Given text
>> begin

# Nov 1 -- Halloween City End of Season Entire Store Sale



## Ghost of Spookie (Sep 28, 2008)

Just got my email from Halloween City telling about the extended hours for the last 3 Days, along with a 20% off coupon on one item and the annoucement that they will be having a year end clearance of 50% off the entire store starting Nov 1.


----------



## Trace (Sep 28, 2011)

So you CAN Combine the 20% off coupon with the 50% off?


----------



## Ghost of Spookie (Sep 28, 2008)

There 20% off coupons have a 10/31 expiration date on them. So no.


----------



## Screaming Demons (Sep 15, 2008)

Many of the props in my local store were 50 percent off yesterday. I bought a few things but most of the good stuff was gone. And some of the stuff that was left was damaged so I would want even more than half off.


----------



## Trace (Sep 28, 2011)

I just got back from the Spirit Halloween in Berkeley. They had ALOT of animatronics and a few good static props. I got the Eaten Alive guy, John Doe, Crawling Zombie, and a few other good ones, fog machine, juice for about $300. They still have 2 Bloody Mary mirrors, busts, candelabras, Grave Digger, Harvester, Zombies, SO almost everything they had is still there. 

ALL of the displays (cardboard ones: Ghostface house, Altar with the fencing/Bloody Mary prop wall holder/Cemetery sign) are $50! I dont have the space but I know someone will.

>> end

Entries shown
>> begin

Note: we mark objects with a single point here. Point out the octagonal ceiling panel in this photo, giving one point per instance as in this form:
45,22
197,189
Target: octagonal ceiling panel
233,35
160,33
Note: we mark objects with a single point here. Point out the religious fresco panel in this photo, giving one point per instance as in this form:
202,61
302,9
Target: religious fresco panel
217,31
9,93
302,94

>> end
>> begin

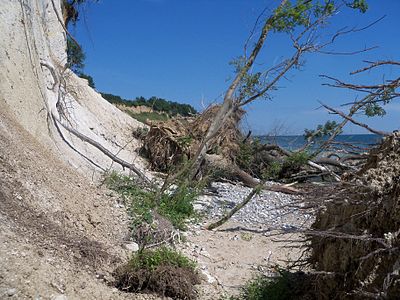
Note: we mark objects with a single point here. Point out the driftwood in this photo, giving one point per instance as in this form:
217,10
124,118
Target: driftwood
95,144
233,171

>> end

Tasks and exercises
• 1. In the Halloween City sale thread, on what date does the 50% off clearance of the entire store begin?
• 2. Give the stretch of the Halloween City sale thread from "Just got my" through "the 50% off?" again, swapping "coupon" for "voucher".
• 3. Extend the Halloween City sale thread from the point where it stops.
The records come from a separate source.

Per-task answers
• 1. November 1.

• 2.
Just got my email from Halloween City telling about the extended hours for the last 3 Days, along with a 20% off voucher on one item and the annoucement that they will be having a year end clearance of 50% off the entire store starting Nov 1.


----------



## Trace (Sep 28, 2011)

So you CAN Combine the 20% off voucher with the 50% off?

• 3.
----------



## Ravenfell Manor (Oct 2, 2011)

Last year when we asked if Halloween city did a clearance sale we were told no that they send it all back to a warehouse. I guess they changed things this year. too bad we are broke until Thursday.


----------



## 13thour (Oct 29, 2008)

Just got back, I got 8 clown costumes (child and adult) 2 evil clown masks, and 5 little hanging ghouls (for a evil clown baby's mobile) didn't know it then but a carnevil theme is set for next yr. All of it was 45$ im happy!


----------



## Ghost of Spookie (Sep 28, 2008)

Trace, I think you meant to post under the Spirit Halloween thread. People should know that Halloween City deosn't have those props.

I stopped in a local HC and very few props were left. Mostly costumes and accessories. This was pretty much the situation at the HC that is closest to me on the night before Halloween and they weren't on clearance then either.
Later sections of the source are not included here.